**EXERCISE**
Copy exactly, and only, the lines from the one with "Drop one point on every instance of the street lamp" to the end of the listing; omit pictures.

**ENTRIES PROVIDED**
►

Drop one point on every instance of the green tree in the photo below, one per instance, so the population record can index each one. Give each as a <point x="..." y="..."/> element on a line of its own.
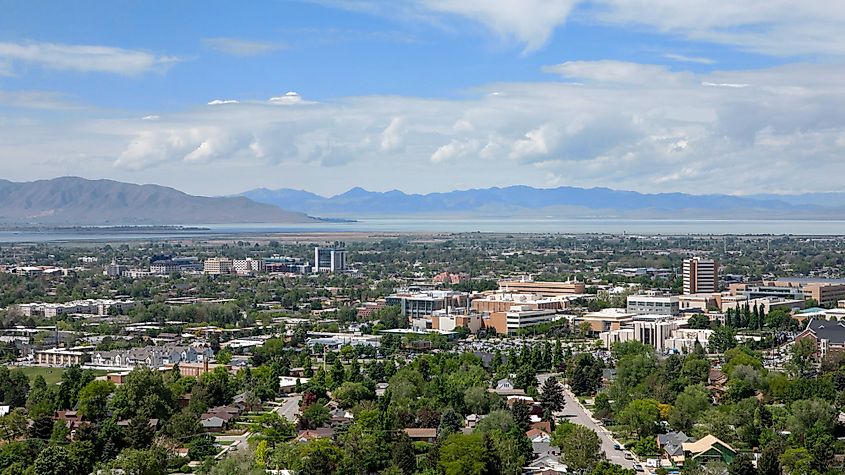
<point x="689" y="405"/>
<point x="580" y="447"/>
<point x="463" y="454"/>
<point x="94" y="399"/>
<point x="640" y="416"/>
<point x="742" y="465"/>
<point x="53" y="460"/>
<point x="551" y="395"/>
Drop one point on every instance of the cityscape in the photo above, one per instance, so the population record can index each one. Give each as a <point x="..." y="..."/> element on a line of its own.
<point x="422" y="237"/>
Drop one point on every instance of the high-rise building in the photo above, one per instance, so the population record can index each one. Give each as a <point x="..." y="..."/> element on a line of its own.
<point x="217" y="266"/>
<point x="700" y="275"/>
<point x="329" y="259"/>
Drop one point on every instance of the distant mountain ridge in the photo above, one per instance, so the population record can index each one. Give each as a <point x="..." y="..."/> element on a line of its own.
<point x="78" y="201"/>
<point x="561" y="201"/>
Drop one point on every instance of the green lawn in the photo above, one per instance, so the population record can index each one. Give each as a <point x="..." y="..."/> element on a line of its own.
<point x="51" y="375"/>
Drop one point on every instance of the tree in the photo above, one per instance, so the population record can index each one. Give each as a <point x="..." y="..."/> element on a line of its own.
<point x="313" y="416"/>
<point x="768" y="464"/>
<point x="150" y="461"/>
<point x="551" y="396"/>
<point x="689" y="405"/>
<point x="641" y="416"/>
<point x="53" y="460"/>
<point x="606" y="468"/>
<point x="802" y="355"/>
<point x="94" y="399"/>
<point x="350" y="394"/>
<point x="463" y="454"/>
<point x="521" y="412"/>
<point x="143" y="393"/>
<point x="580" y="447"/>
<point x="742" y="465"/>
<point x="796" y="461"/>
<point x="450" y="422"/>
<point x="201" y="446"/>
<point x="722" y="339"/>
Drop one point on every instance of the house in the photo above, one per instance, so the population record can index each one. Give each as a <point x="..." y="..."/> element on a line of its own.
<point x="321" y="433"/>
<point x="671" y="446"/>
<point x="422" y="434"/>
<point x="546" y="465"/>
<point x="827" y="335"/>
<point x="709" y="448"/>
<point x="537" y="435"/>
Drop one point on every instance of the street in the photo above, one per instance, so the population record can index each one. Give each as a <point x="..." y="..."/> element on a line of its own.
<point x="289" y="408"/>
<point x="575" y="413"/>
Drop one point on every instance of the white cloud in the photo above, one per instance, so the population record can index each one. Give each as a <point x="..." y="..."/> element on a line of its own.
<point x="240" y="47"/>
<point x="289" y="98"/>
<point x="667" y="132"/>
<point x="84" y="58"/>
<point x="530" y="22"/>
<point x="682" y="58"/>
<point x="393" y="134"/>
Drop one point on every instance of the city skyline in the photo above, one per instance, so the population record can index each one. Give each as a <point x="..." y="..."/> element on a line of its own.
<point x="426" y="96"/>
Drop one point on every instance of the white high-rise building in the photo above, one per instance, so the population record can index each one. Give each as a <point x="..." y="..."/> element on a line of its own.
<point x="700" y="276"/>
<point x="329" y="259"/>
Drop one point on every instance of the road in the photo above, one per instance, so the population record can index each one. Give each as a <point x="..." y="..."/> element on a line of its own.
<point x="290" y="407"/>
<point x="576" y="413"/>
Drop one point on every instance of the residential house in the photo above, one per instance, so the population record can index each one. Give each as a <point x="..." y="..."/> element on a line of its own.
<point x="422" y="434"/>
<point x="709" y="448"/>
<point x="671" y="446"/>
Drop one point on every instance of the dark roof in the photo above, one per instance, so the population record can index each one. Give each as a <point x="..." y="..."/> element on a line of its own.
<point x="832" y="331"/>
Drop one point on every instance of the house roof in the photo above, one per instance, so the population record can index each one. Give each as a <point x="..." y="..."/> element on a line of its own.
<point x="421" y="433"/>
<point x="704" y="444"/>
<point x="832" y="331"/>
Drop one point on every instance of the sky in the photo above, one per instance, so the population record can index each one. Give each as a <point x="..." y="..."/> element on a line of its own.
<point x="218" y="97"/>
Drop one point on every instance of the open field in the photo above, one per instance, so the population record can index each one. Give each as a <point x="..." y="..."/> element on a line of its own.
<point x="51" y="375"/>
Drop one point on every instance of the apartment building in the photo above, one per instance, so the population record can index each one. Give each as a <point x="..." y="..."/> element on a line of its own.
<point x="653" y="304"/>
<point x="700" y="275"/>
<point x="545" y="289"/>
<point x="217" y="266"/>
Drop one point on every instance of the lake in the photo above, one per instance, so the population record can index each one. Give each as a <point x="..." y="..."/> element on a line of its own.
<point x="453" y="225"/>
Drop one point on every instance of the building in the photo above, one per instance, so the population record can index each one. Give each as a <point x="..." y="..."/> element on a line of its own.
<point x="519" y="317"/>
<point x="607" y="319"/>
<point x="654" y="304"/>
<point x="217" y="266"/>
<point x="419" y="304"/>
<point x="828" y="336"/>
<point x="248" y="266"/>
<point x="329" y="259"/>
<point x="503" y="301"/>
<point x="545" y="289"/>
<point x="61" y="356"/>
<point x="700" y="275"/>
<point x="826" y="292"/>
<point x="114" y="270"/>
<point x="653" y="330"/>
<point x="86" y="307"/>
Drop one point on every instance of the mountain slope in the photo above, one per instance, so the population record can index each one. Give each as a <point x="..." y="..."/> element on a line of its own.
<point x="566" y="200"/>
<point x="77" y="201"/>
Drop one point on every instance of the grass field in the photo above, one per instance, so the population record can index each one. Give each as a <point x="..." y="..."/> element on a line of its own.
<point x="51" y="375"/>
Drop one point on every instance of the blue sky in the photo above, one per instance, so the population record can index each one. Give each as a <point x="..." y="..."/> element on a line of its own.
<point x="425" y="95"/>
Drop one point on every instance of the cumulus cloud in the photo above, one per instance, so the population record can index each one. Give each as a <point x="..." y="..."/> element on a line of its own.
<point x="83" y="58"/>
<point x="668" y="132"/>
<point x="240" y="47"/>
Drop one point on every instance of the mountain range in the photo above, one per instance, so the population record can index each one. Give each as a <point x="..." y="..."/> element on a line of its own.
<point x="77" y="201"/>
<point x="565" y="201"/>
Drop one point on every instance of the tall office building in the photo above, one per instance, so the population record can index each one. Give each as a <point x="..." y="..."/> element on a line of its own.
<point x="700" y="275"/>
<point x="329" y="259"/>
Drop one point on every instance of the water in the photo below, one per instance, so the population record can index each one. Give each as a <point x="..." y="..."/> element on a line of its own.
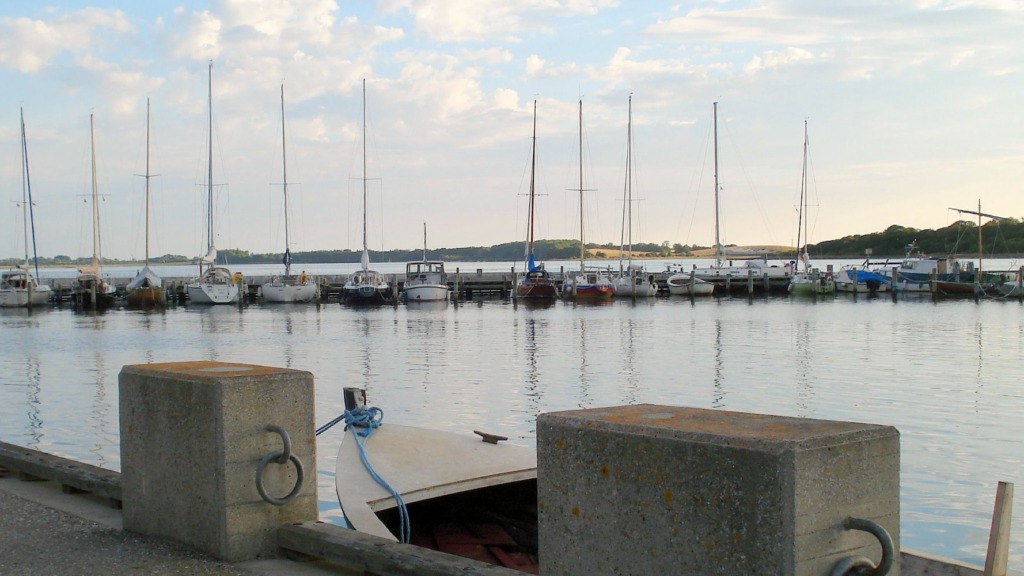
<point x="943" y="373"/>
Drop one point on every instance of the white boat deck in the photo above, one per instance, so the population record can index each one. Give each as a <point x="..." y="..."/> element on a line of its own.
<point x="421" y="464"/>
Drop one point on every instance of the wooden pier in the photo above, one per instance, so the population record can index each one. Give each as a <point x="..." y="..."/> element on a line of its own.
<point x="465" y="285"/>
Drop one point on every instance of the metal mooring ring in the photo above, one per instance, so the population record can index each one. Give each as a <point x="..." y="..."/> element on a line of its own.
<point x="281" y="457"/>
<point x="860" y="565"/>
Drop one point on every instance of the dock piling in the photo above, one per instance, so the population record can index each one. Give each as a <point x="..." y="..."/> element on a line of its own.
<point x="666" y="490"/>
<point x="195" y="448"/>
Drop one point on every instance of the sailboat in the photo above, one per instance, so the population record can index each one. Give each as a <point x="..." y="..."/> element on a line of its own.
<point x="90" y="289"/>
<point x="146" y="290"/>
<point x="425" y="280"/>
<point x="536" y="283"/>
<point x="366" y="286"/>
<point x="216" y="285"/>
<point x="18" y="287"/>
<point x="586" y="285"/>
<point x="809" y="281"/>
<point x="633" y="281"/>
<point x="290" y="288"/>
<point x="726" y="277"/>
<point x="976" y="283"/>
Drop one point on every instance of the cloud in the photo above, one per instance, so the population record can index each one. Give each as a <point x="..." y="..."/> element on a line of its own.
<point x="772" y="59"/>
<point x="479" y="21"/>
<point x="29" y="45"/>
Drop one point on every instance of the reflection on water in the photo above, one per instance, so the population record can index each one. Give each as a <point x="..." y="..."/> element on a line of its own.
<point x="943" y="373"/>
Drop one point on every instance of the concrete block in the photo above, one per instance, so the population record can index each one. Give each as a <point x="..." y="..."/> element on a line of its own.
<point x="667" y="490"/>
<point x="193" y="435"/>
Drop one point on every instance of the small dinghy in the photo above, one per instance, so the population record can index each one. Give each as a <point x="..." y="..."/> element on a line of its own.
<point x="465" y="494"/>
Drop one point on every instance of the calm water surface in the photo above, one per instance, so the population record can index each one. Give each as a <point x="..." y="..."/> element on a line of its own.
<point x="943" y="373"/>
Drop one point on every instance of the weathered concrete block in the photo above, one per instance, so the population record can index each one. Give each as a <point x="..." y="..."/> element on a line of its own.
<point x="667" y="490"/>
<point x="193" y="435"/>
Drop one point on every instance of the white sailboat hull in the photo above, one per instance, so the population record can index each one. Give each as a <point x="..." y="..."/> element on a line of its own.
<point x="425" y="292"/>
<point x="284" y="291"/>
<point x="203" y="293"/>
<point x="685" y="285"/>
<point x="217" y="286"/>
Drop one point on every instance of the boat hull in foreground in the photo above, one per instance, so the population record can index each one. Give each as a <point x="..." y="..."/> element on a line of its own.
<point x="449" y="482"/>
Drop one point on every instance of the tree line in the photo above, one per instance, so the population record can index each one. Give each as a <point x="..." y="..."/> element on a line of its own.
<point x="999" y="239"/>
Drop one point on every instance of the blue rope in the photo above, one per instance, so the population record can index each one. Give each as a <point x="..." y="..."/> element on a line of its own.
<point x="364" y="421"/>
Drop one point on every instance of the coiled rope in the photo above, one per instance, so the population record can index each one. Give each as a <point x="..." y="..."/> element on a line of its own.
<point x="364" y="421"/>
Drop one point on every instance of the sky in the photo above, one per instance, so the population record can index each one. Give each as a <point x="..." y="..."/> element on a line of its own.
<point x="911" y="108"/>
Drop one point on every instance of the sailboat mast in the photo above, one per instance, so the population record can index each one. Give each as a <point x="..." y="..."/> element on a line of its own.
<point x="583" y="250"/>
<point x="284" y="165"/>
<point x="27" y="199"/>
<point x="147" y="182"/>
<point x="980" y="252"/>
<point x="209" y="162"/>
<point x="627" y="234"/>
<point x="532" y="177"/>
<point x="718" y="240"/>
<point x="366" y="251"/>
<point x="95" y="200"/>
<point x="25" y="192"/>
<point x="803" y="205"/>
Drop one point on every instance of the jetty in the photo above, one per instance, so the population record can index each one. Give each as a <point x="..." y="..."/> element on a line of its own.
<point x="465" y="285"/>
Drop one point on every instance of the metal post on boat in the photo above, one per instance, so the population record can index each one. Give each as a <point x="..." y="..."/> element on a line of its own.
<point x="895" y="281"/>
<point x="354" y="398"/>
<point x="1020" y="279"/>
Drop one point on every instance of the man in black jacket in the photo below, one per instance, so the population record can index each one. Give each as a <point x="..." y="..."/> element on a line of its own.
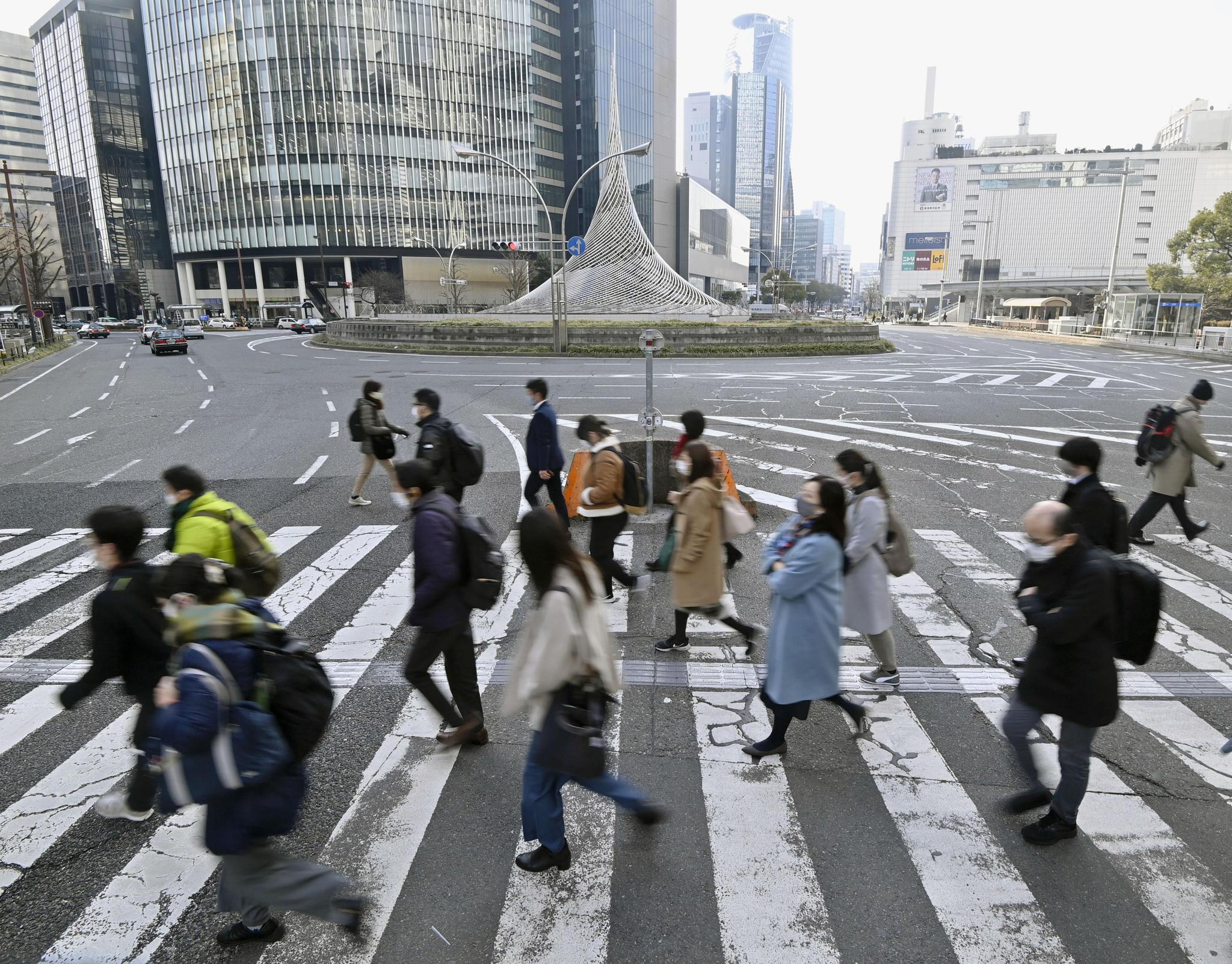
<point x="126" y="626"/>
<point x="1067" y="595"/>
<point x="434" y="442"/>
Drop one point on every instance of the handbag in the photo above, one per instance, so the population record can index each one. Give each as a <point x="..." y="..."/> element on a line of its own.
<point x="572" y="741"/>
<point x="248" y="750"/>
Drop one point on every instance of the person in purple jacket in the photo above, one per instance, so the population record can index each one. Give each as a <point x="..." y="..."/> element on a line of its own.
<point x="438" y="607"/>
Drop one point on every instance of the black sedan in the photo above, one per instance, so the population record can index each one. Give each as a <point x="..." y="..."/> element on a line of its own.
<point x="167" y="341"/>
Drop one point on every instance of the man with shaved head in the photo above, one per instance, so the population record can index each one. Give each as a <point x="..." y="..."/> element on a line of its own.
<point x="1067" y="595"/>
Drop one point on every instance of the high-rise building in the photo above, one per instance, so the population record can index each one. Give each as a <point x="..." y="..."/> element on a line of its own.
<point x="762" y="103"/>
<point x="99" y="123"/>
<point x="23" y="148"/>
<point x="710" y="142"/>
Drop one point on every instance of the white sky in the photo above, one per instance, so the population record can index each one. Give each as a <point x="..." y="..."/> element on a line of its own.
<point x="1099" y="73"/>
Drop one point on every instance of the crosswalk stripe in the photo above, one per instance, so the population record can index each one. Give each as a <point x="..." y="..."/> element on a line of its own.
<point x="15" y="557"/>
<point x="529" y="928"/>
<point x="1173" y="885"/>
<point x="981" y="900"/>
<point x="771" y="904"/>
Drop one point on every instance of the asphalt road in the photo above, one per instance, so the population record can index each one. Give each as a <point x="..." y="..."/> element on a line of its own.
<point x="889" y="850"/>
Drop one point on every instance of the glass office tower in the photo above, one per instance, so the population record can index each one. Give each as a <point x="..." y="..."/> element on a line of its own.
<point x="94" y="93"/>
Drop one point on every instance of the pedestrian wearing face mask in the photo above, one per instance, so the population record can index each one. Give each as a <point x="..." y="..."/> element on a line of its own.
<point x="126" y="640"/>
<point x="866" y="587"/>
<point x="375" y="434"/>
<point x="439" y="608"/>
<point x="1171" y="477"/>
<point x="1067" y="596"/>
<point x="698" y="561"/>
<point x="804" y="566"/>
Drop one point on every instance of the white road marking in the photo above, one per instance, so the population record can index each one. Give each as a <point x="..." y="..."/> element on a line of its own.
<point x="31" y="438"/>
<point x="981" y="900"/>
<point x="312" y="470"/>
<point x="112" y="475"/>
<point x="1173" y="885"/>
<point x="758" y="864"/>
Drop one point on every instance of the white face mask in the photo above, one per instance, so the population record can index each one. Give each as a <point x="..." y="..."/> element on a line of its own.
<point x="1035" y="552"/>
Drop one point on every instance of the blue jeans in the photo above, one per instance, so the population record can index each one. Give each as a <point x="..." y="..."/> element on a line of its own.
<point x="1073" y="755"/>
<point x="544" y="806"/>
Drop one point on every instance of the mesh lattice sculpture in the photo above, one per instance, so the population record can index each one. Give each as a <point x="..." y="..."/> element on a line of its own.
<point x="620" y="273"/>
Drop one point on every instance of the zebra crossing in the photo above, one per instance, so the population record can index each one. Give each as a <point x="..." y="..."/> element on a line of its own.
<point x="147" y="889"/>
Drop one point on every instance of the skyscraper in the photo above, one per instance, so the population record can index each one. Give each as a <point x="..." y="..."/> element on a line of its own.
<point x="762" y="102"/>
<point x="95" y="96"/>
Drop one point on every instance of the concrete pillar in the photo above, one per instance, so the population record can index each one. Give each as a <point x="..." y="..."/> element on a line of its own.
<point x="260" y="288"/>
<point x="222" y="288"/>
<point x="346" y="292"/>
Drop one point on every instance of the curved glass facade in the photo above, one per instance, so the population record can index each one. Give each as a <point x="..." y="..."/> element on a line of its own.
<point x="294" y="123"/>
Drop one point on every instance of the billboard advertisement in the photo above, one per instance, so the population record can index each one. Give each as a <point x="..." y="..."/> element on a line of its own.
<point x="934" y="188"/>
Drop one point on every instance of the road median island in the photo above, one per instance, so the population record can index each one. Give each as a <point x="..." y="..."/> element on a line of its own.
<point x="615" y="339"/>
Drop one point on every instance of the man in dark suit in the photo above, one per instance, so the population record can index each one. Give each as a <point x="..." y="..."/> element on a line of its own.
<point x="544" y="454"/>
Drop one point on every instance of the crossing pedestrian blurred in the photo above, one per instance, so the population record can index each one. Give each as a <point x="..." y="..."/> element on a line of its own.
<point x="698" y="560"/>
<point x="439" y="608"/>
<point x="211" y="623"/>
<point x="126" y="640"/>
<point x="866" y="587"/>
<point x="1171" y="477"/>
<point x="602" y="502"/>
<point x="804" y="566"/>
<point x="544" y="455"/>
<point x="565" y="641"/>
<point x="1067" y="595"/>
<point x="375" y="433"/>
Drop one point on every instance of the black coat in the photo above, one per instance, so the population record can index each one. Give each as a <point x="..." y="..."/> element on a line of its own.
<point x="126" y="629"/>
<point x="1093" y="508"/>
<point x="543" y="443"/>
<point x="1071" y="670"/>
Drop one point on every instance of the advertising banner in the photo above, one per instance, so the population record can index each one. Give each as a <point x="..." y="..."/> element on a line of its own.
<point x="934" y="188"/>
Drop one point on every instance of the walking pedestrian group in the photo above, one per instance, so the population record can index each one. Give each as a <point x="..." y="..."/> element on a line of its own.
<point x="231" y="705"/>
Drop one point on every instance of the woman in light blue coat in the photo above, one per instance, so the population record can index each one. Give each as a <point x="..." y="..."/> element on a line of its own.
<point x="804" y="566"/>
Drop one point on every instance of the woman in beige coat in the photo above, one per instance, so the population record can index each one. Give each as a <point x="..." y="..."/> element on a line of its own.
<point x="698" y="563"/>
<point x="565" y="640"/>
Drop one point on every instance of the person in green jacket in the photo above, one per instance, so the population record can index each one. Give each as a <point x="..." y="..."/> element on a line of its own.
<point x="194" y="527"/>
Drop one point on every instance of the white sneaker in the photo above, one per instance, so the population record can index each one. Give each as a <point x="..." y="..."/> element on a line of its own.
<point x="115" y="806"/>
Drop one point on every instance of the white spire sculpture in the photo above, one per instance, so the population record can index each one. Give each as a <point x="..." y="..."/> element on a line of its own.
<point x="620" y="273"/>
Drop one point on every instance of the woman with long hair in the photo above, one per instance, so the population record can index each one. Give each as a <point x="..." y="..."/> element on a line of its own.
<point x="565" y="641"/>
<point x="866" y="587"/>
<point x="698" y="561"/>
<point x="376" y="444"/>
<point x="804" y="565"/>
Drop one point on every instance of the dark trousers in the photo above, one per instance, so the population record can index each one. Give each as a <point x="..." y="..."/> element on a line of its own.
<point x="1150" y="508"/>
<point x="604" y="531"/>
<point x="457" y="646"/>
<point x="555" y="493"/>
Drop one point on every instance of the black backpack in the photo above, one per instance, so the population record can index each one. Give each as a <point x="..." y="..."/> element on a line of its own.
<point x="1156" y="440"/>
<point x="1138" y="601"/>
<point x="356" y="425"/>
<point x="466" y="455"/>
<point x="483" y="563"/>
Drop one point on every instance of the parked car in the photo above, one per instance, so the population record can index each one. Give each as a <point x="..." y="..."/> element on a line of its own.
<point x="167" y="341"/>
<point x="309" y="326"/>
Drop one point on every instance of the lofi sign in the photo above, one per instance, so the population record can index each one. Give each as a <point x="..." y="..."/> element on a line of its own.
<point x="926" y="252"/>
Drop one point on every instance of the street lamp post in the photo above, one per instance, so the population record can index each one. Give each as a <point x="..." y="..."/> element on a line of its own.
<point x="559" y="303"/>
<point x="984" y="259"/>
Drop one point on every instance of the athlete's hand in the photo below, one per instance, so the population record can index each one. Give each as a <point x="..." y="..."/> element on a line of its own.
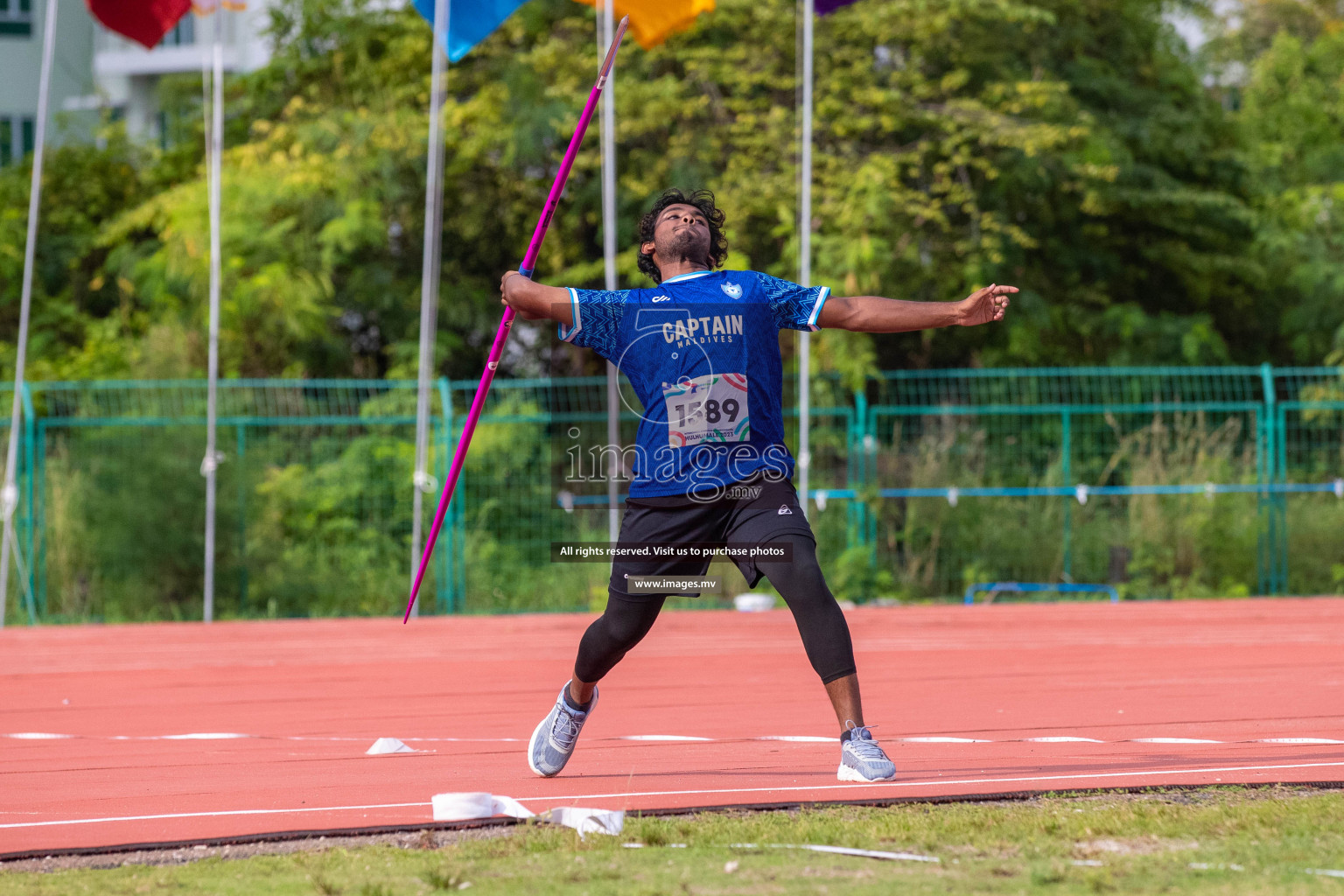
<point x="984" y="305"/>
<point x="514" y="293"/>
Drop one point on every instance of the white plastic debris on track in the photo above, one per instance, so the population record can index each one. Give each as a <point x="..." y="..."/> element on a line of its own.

◄

**RESULT OF THIS EXERCISE**
Drop one point on every instance of the street lamp post in the photo above, one per instance, so the population record can index each one. Give each as a <point x="..." y="..."/> element on a line of its own.
<point x="559" y="303"/>
<point x="984" y="259"/>
Drop one point on every instance of the athlete's hand in the photo below, one per instance, so the population record can index each one. Give each as a <point x="..." y="..."/> element on a line of its own.
<point x="984" y="305"/>
<point x="514" y="293"/>
Drop one point on every instance of the white plastic debris on track in the photo above, one per instance, so the population record can index each one. Give each as a <point x="..." y="..."/> element on a line of its own.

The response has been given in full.